■ What the exercise asks:
In the listing below, find the line containing "Point to the backpack strap.". Write out that line and every line after it to the end, exactly and only those.

■ Information provided:

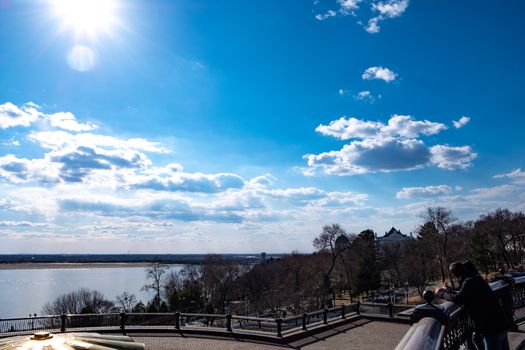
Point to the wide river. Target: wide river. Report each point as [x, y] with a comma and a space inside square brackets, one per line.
[25, 291]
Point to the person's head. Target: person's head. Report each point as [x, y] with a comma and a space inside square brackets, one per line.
[470, 268]
[458, 269]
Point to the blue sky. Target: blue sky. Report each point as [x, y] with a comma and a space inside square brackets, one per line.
[237, 126]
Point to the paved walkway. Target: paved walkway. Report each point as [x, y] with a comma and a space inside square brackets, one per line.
[363, 334]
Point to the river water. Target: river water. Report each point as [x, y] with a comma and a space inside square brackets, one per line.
[25, 291]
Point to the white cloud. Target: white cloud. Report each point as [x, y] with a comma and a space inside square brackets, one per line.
[11, 115]
[371, 155]
[516, 175]
[67, 121]
[323, 16]
[386, 9]
[451, 158]
[406, 126]
[391, 8]
[348, 6]
[398, 126]
[461, 122]
[366, 96]
[189, 182]
[379, 73]
[11, 143]
[385, 147]
[428, 191]
[56, 140]
[350, 128]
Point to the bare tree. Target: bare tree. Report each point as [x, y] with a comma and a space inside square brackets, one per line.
[126, 301]
[437, 231]
[155, 273]
[76, 302]
[332, 240]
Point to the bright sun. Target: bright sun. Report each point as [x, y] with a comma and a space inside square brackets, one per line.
[86, 17]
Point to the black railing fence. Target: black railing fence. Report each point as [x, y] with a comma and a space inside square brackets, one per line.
[446, 326]
[176, 321]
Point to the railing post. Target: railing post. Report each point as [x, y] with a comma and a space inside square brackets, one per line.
[390, 309]
[305, 318]
[429, 310]
[177, 320]
[123, 322]
[279, 322]
[229, 322]
[63, 323]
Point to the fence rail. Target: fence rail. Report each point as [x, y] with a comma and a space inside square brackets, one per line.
[173, 322]
[446, 326]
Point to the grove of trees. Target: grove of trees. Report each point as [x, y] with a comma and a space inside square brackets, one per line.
[350, 267]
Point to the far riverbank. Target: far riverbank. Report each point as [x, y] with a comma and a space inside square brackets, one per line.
[47, 266]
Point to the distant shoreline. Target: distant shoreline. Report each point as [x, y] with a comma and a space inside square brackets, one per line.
[51, 266]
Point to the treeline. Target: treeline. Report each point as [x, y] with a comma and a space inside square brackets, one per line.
[342, 266]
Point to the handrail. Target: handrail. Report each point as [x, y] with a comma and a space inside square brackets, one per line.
[193, 322]
[429, 332]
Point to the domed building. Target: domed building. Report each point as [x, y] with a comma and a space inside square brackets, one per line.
[341, 242]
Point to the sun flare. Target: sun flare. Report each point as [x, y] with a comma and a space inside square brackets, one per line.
[86, 17]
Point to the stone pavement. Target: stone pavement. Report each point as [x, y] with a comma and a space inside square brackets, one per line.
[363, 334]
[176, 342]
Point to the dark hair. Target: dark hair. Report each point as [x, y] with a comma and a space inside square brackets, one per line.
[457, 269]
[463, 269]
[470, 268]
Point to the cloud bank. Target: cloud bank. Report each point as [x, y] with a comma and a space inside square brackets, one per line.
[379, 147]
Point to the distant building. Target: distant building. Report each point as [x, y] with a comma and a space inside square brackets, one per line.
[393, 236]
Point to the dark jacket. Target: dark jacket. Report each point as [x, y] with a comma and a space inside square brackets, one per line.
[481, 303]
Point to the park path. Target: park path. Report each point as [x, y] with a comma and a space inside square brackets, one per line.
[362, 334]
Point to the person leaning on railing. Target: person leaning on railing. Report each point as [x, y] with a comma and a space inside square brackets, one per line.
[484, 310]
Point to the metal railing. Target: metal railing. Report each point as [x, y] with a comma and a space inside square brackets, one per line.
[446, 326]
[194, 322]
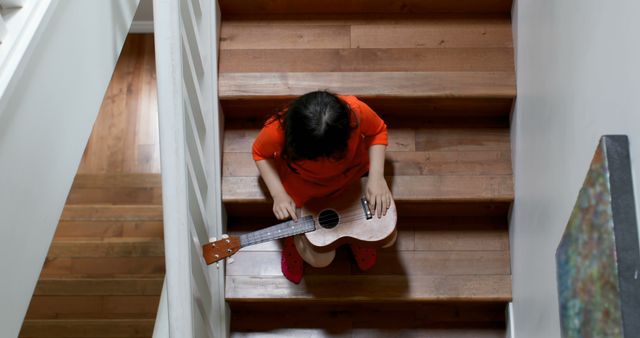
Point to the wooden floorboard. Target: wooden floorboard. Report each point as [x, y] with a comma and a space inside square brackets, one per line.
[397, 85]
[149, 285]
[367, 60]
[239, 8]
[335, 288]
[78, 328]
[125, 137]
[93, 307]
[101, 212]
[417, 110]
[107, 247]
[444, 259]
[109, 229]
[424, 189]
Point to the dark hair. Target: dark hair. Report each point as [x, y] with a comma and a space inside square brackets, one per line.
[316, 125]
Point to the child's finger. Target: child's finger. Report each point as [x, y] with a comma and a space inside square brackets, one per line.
[292, 211]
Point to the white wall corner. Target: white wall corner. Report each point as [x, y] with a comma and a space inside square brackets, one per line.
[140, 26]
[511, 332]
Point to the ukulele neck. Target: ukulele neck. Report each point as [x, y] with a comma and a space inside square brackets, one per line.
[282, 230]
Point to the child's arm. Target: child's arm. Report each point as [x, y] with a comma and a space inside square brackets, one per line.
[283, 205]
[378, 193]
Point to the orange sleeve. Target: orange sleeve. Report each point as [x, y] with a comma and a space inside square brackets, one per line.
[371, 125]
[268, 143]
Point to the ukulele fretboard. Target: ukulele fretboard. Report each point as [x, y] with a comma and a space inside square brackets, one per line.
[282, 230]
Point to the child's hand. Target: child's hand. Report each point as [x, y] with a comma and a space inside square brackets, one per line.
[284, 207]
[378, 195]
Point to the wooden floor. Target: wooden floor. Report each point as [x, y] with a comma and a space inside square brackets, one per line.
[105, 268]
[125, 137]
[441, 74]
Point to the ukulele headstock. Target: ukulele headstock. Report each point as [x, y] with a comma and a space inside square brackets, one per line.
[215, 251]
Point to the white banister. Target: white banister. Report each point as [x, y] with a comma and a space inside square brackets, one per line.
[186, 35]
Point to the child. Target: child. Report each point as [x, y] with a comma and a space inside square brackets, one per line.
[319, 144]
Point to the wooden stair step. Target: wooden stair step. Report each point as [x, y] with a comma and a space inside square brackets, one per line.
[70, 285]
[394, 85]
[436, 31]
[241, 8]
[102, 266]
[93, 307]
[129, 189]
[106, 247]
[109, 229]
[366, 60]
[369, 320]
[77, 328]
[338, 289]
[423, 189]
[106, 212]
[416, 234]
[436, 66]
[444, 259]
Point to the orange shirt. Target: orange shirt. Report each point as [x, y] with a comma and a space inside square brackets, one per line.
[322, 177]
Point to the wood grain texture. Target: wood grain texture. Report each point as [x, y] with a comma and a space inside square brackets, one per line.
[107, 247]
[421, 234]
[125, 136]
[112, 213]
[424, 189]
[93, 307]
[369, 320]
[272, 36]
[76, 286]
[78, 328]
[239, 139]
[454, 110]
[109, 229]
[239, 8]
[434, 33]
[367, 60]
[367, 288]
[103, 267]
[246, 86]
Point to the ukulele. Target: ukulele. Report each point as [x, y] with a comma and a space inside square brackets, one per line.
[322, 226]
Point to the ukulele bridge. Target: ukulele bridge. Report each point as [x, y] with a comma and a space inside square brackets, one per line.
[365, 207]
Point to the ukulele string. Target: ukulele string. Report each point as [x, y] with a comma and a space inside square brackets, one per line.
[286, 231]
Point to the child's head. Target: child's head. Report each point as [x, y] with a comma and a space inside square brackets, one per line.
[316, 125]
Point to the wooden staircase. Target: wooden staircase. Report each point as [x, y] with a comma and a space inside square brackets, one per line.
[104, 271]
[441, 74]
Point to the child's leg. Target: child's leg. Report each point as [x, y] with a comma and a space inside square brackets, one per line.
[314, 258]
[291, 262]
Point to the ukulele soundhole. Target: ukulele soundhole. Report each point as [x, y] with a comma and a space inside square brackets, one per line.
[328, 219]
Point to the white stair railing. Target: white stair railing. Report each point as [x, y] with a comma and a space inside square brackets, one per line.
[186, 35]
[7, 6]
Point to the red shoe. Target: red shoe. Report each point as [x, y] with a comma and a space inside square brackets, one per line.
[365, 256]
[291, 264]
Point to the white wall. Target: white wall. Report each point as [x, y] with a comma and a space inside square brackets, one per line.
[578, 77]
[143, 20]
[45, 123]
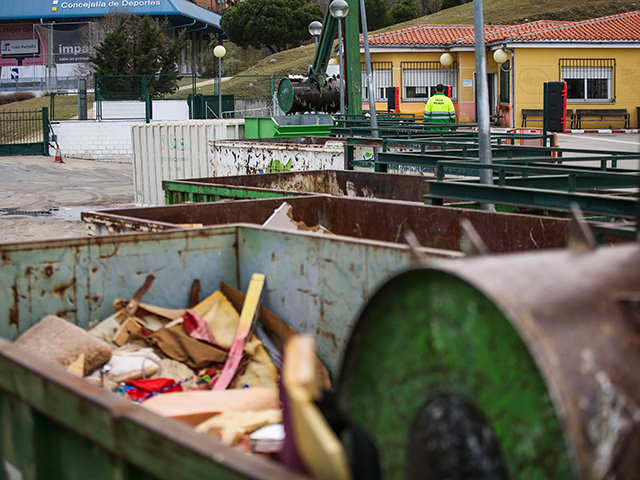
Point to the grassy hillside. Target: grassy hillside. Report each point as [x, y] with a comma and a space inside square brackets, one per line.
[496, 12]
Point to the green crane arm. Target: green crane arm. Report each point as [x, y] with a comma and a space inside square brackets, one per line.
[323, 52]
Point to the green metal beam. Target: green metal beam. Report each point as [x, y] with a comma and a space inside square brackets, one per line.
[607, 205]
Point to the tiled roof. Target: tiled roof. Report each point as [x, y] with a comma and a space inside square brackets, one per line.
[624, 27]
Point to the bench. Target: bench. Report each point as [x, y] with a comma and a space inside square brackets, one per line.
[603, 115]
[526, 114]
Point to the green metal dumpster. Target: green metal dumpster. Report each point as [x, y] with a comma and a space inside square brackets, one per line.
[288, 126]
[53, 425]
[374, 219]
[389, 186]
[515, 366]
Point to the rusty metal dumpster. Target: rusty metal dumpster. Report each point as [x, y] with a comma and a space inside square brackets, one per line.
[518, 366]
[53, 425]
[268, 185]
[384, 220]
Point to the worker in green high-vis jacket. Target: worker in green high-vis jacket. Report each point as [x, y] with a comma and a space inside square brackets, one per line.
[439, 108]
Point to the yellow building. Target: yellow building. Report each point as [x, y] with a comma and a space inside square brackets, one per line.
[599, 60]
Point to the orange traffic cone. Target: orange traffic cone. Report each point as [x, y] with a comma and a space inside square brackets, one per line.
[58, 156]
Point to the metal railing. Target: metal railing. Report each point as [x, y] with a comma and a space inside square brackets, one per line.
[24, 132]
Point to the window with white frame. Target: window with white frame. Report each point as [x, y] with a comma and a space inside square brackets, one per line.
[589, 79]
[419, 80]
[382, 73]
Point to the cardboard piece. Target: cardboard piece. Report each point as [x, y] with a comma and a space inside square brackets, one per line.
[231, 426]
[277, 329]
[60, 342]
[194, 407]
[247, 315]
[315, 442]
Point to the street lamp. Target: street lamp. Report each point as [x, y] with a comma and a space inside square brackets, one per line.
[315, 29]
[219, 52]
[339, 9]
[501, 57]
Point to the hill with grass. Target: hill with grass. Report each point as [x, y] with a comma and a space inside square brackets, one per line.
[496, 12]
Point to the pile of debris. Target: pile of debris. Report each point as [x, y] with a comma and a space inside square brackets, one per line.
[217, 366]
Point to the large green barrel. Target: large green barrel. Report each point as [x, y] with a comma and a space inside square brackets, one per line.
[533, 358]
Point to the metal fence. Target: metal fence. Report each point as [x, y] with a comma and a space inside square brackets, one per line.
[38, 84]
[252, 95]
[24, 132]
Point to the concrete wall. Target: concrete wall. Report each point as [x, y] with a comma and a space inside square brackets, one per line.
[103, 141]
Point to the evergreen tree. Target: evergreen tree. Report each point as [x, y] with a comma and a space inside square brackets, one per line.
[403, 11]
[273, 24]
[138, 46]
[377, 14]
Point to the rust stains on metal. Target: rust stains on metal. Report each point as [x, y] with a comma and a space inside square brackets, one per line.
[328, 335]
[61, 290]
[566, 307]
[14, 318]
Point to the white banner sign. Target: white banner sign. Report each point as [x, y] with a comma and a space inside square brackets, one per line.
[11, 48]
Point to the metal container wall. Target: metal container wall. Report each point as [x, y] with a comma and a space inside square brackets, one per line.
[384, 220]
[544, 345]
[268, 185]
[174, 150]
[57, 424]
[250, 157]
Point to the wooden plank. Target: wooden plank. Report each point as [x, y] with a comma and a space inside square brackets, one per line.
[249, 309]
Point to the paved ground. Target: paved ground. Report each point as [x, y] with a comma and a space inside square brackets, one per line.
[42, 200]
[31, 186]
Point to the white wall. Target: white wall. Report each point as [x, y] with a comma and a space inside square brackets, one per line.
[102, 141]
[110, 140]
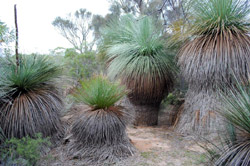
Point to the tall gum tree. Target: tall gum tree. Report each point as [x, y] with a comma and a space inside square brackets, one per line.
[219, 46]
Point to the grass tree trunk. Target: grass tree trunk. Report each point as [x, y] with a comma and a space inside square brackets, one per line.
[146, 115]
[199, 115]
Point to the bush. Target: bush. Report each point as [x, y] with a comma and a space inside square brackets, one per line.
[30, 101]
[25, 151]
[100, 132]
[99, 93]
[234, 148]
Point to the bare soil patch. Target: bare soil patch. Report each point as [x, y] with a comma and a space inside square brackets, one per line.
[156, 146]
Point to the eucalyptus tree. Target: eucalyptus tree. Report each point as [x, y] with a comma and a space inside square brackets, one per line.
[138, 56]
[77, 29]
[219, 45]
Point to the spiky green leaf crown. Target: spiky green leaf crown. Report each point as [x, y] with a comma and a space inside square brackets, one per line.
[34, 71]
[138, 55]
[213, 16]
[99, 93]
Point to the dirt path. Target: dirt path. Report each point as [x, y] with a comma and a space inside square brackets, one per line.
[157, 146]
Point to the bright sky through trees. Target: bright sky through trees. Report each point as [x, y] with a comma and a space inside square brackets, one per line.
[36, 33]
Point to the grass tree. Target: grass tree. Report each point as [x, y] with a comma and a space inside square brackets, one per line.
[30, 101]
[233, 149]
[137, 54]
[219, 45]
[99, 134]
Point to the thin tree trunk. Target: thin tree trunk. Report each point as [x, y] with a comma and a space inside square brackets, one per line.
[17, 56]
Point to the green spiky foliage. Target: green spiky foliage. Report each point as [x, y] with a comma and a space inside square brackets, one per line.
[30, 102]
[100, 93]
[137, 54]
[99, 134]
[218, 45]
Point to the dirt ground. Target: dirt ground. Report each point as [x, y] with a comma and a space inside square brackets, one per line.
[156, 146]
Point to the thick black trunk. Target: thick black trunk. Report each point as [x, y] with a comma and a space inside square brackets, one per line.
[200, 114]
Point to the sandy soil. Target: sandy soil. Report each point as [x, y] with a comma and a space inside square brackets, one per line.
[156, 146]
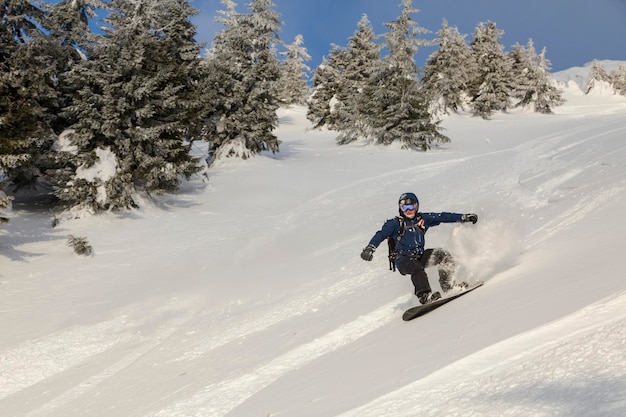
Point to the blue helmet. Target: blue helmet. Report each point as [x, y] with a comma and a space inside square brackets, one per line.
[408, 198]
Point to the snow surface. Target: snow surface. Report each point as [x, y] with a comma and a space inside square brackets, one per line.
[244, 293]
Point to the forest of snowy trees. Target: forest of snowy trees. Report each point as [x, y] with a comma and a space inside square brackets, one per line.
[99, 116]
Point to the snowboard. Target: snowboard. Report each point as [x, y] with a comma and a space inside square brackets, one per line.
[420, 310]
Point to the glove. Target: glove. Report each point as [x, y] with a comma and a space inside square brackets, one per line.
[470, 217]
[368, 253]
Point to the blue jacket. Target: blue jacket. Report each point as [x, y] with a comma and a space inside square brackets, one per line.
[412, 242]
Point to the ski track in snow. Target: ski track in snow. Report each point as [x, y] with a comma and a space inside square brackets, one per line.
[512, 378]
[38, 360]
[221, 398]
[225, 331]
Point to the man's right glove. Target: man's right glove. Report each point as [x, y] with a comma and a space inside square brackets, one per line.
[471, 217]
[368, 253]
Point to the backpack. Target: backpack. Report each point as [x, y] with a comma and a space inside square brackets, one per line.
[391, 244]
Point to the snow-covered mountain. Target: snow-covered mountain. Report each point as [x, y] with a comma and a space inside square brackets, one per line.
[244, 294]
[577, 78]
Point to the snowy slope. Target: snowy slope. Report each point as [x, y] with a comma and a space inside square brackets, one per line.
[244, 294]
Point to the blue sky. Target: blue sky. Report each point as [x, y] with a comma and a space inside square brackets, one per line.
[573, 31]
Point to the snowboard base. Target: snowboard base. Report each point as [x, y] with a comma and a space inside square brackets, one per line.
[420, 310]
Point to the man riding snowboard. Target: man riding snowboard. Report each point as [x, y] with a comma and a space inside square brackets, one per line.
[411, 258]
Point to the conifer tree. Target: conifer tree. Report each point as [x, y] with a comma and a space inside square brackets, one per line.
[533, 86]
[362, 60]
[596, 74]
[136, 101]
[245, 73]
[448, 71]
[25, 134]
[397, 109]
[492, 85]
[618, 79]
[547, 94]
[67, 23]
[294, 73]
[327, 79]
[4, 203]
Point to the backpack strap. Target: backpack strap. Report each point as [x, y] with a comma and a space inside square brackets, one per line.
[392, 242]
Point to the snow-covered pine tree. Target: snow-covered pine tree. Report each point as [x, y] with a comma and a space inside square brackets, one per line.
[25, 86]
[4, 203]
[534, 86]
[397, 109]
[67, 24]
[327, 79]
[524, 60]
[493, 84]
[245, 72]
[362, 60]
[295, 73]
[136, 101]
[448, 70]
[596, 74]
[618, 79]
[547, 93]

■ Task solution:
Point to the backpack strap. Target: backpack strap. Report each point as [x, y] with a comma and a space inside square brackets, one per line.
[392, 242]
Point to the snow-covered pine tree. Target: snow-covered pine tree. Report each point as [x, y] with a comma and a space inside square brackets, one per line.
[25, 86]
[4, 203]
[534, 86]
[397, 109]
[67, 24]
[327, 79]
[524, 60]
[493, 84]
[245, 72]
[362, 60]
[295, 73]
[136, 101]
[448, 70]
[596, 74]
[618, 79]
[547, 93]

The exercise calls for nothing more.